WHAT THE TASK ASKS: Take the line that contains "the grass, listing" and all lines after it, up to and including the last line of the data, and write them out exactly; nothing else belongs in the answer.

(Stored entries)
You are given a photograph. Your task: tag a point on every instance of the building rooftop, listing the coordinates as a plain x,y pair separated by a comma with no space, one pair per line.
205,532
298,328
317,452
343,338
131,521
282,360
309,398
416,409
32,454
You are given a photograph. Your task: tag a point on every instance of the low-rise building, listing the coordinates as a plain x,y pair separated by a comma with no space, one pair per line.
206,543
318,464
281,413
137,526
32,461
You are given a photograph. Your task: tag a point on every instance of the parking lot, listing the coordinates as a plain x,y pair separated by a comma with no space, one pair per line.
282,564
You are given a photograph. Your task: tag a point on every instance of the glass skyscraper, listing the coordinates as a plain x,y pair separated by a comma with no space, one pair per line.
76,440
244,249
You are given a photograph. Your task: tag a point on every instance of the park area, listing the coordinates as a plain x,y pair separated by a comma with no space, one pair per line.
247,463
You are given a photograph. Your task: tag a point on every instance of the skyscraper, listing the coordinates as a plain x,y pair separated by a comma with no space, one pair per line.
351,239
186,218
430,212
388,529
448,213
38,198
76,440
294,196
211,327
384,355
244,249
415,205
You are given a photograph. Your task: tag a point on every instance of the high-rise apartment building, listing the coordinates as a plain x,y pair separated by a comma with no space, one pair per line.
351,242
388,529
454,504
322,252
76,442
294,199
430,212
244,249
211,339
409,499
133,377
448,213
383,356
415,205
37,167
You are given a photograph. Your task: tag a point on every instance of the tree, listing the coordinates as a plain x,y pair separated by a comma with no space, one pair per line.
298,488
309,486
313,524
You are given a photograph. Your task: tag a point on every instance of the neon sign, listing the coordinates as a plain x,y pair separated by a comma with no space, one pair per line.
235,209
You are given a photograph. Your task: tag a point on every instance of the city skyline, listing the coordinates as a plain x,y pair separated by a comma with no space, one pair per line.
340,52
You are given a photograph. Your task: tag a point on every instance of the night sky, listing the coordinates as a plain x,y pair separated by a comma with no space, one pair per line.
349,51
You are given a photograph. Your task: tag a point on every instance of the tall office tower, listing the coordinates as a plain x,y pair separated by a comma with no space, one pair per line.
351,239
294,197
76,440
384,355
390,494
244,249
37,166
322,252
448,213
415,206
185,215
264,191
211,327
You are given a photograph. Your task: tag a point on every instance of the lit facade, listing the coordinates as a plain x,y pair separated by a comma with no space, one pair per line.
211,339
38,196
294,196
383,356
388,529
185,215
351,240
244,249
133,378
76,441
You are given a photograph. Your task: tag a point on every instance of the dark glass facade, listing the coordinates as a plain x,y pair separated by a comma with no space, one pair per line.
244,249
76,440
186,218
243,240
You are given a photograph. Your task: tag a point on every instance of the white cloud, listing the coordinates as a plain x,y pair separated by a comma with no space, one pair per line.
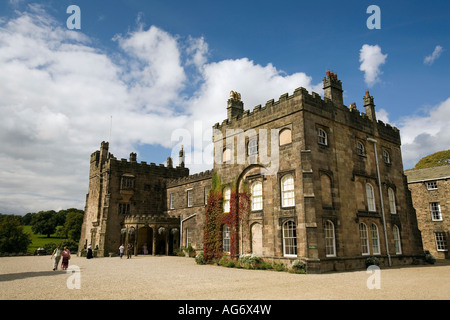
429,60
371,59
424,135
58,93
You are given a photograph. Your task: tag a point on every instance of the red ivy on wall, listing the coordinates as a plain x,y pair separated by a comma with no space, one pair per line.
216,218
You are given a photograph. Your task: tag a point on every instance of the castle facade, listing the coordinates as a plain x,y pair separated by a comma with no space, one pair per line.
326,184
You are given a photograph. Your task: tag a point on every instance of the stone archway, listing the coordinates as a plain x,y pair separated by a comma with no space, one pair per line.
256,239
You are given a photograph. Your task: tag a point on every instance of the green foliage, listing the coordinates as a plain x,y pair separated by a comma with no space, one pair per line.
436,159
44,222
199,259
13,239
372,261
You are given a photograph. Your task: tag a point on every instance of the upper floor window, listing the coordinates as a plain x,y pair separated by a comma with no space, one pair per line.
287,191
124,208
375,238
226,238
256,196
386,157
127,182
190,197
322,137
435,209
364,239
330,239
226,156
370,198
360,150
226,199
172,201
392,204
253,146
397,239
285,137
432,185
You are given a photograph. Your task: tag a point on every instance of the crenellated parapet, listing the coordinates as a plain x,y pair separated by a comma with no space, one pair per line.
190,179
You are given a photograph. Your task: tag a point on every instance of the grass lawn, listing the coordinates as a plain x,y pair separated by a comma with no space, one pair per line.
39,240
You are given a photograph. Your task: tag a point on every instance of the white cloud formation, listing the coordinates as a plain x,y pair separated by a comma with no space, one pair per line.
429,60
58,93
371,59
426,134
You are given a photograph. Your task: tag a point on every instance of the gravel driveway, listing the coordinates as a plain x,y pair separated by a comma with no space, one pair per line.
177,278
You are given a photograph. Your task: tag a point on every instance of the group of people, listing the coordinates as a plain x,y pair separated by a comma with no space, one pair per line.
59,253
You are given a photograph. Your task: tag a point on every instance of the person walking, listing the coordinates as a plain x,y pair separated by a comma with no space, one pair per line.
129,249
89,254
121,249
66,257
57,256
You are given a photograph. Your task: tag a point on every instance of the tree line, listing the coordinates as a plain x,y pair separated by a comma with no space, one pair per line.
64,223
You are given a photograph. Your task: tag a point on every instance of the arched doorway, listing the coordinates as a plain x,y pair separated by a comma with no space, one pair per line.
145,240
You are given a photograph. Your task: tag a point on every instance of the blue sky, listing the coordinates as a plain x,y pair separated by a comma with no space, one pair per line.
161,66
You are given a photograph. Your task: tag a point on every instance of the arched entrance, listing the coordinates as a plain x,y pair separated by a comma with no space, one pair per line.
145,239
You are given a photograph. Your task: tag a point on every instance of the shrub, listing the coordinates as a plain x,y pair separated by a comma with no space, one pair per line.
199,259
250,261
278,266
298,266
372,261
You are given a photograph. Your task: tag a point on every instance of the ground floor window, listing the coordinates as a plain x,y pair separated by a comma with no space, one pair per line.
441,241
290,239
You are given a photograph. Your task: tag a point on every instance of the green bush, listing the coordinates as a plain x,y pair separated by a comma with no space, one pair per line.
372,261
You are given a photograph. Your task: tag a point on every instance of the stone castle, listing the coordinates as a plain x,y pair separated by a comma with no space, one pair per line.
332,194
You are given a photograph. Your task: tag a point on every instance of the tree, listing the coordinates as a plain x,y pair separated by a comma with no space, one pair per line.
44,222
12,236
439,158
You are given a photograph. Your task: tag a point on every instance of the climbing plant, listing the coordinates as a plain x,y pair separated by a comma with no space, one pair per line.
216,218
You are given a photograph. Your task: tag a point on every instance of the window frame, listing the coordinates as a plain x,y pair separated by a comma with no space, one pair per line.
287,202
434,211
226,199
190,197
258,196
330,235
397,239
364,239
392,201
322,137
441,244
371,204
429,183
226,238
375,239
172,201
289,233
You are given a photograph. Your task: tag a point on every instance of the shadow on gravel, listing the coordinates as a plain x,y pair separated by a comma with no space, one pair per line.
24,275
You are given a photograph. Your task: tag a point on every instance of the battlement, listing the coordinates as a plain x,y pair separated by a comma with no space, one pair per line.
190,179
301,99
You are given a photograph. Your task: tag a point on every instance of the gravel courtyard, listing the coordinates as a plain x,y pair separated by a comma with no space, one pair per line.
175,278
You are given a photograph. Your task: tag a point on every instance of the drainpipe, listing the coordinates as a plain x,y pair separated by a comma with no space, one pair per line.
381,199
181,226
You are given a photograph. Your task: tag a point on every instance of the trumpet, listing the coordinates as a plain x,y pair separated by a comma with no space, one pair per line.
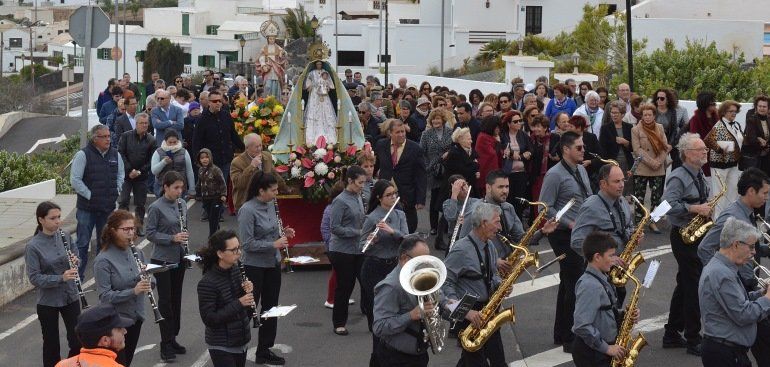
377,229
143,275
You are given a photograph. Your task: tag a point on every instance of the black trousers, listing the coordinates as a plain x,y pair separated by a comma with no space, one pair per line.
714,354
373,270
126,355
170,284
49,325
267,288
389,357
585,356
684,312
348,269
220,358
570,270
139,188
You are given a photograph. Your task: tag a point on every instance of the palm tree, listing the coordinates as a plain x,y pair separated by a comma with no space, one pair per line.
297,23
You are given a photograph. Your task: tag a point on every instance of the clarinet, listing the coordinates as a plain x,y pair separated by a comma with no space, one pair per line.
282,233
254,314
144,276
81,293
183,228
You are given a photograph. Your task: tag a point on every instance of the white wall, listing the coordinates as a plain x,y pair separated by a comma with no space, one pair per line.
747,36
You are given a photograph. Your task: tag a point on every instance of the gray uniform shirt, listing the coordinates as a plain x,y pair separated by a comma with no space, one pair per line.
347,218
559,186
162,224
46,261
593,216
464,273
385,245
258,229
681,192
510,222
726,309
594,320
391,315
116,276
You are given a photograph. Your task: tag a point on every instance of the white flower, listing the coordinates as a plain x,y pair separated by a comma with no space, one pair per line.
321,169
319,153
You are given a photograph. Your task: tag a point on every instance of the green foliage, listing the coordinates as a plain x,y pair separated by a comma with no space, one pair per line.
297,23
695,68
164,57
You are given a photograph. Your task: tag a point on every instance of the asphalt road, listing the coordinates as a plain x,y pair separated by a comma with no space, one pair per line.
305,337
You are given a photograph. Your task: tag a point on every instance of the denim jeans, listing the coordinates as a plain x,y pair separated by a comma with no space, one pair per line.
87,222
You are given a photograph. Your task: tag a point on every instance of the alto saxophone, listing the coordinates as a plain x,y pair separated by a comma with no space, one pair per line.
701,224
617,275
472,338
624,339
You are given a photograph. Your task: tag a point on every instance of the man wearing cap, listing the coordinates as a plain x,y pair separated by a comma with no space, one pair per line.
102,333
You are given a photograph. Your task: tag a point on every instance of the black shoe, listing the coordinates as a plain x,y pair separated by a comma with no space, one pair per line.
167,353
270,358
178,348
694,349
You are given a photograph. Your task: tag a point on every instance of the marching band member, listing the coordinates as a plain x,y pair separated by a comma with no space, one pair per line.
470,270
262,242
730,314
605,211
563,182
49,270
753,187
596,312
118,279
165,232
397,315
347,217
687,192
223,301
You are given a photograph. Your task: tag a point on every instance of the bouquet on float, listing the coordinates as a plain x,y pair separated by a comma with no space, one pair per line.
262,117
316,169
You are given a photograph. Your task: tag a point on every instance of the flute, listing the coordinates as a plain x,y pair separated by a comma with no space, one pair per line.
377,229
81,293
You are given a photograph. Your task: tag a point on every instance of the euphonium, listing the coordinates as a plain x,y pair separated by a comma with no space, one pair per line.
423,277
701,224
618,275
472,338
624,339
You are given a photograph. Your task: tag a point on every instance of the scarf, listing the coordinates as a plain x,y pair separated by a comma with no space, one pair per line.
651,130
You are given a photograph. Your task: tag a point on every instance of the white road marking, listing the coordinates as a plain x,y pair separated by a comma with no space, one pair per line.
556,356
31,318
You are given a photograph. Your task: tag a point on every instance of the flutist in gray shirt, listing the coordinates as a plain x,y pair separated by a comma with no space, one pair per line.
262,240
397,328
565,181
49,271
730,314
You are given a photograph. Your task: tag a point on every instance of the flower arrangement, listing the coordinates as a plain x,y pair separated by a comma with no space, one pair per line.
317,168
262,117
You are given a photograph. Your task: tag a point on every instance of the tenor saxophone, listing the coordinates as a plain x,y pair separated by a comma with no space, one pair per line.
624,338
617,275
472,338
701,224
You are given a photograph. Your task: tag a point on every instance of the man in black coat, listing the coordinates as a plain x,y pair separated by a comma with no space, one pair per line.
403,162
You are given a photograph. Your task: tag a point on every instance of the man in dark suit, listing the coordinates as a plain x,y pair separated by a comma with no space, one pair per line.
402,161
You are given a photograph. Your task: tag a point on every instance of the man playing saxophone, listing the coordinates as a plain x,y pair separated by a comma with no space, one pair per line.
397,315
470,269
596,313
687,192
605,211
753,187
730,314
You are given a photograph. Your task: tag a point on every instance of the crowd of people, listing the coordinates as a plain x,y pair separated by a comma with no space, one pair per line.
558,145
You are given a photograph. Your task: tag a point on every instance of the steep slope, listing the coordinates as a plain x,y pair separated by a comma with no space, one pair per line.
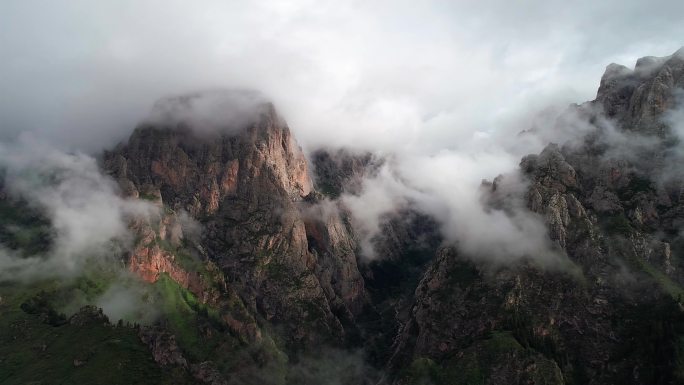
614,314
245,184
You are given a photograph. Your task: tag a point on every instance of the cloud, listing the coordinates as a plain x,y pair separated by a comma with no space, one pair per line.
443,86
88,217
381,75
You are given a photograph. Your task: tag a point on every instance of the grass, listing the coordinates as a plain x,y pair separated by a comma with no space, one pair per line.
34,352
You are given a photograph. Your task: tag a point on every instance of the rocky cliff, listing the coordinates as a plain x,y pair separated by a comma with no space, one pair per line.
245,184
613,314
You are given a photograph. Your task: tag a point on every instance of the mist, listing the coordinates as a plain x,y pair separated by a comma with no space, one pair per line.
443,88
88,217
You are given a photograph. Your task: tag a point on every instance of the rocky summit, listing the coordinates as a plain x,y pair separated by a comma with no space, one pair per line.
249,266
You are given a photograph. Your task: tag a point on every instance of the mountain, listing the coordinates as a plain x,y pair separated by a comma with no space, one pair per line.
250,269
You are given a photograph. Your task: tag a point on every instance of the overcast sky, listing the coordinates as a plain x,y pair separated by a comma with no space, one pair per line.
418,75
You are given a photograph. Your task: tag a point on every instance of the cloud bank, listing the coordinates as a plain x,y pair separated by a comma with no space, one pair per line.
88,216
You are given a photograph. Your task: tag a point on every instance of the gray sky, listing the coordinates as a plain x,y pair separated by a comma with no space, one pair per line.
408,75
444,86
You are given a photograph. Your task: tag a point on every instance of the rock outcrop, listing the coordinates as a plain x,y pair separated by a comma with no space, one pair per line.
610,205
245,182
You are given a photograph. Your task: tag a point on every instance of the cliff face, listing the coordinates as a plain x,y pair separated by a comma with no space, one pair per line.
253,264
245,185
615,209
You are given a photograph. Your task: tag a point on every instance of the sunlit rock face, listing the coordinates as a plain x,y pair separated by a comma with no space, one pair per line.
637,98
230,161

RESPONSE TO THIS TASK:
You are given a photograph. Your task: tag a point on every instance of the grass, listing the coordinates as a plain x,y pair separated by a comma with no space, one pair per line.
34,352
You are given a photograph. Your task: tag a point on every instance of the rocky cliff, listing the coordinates as a plain x,y pair separated by a comma with no space, one pair per line.
245,184
613,314
You are given a photograph. Your task: tag a point on every instance of the mist, listing the coordinates as a plain x,y pair separated by a comma with no space, one pair per line.
443,88
88,217
You are given a photograph. Your task: tag a point on every instance of the rocky summit, listing the coordinates as a plain x,y pair separated by a comma with no space, one pair per line.
249,266
You are given a photograph. Your task: tag a point on every instance of the mountain, listing the coordinates as a plain x,y pair separated by a comma with no space, one pair per line.
250,269
You are given a photograph. Your task: tag a point on every instance of the overcast sky, listing the coordinates as a plain x,y pair separated by a comma with no space, one pair per line.
418,75
You are given a photograph. Your task: tag a point on every instance of the cloud bank, listing the coordinates as a plain x,y pair separated by a comma with no space, one pair per line.
88,216
You are given a photograph. Your task: tag a point on every instance of the gray sky, listing the coordinates as a plain x,y pair separated by a comma with no space, one pair per line.
408,75
444,86
You are given a photograph. Your task: tag a point on every instance of the rock outcrop, listing the coordinates as a plain x,y pair separated by a comma with no space, one pair per line.
610,205
245,182
You are given a photograph. Your task: tag a point on every instance of the cliff face, listing the coordinates as a plain x,y pair separated by a comma with no space, one pair per line.
253,264
245,185
615,209
You are given a photograph. Your task: tag a point on every instance of the sunlit rock face, listing the coordinates as a plain x,y pair separated by a comma with no space, one pair per line.
637,98
230,161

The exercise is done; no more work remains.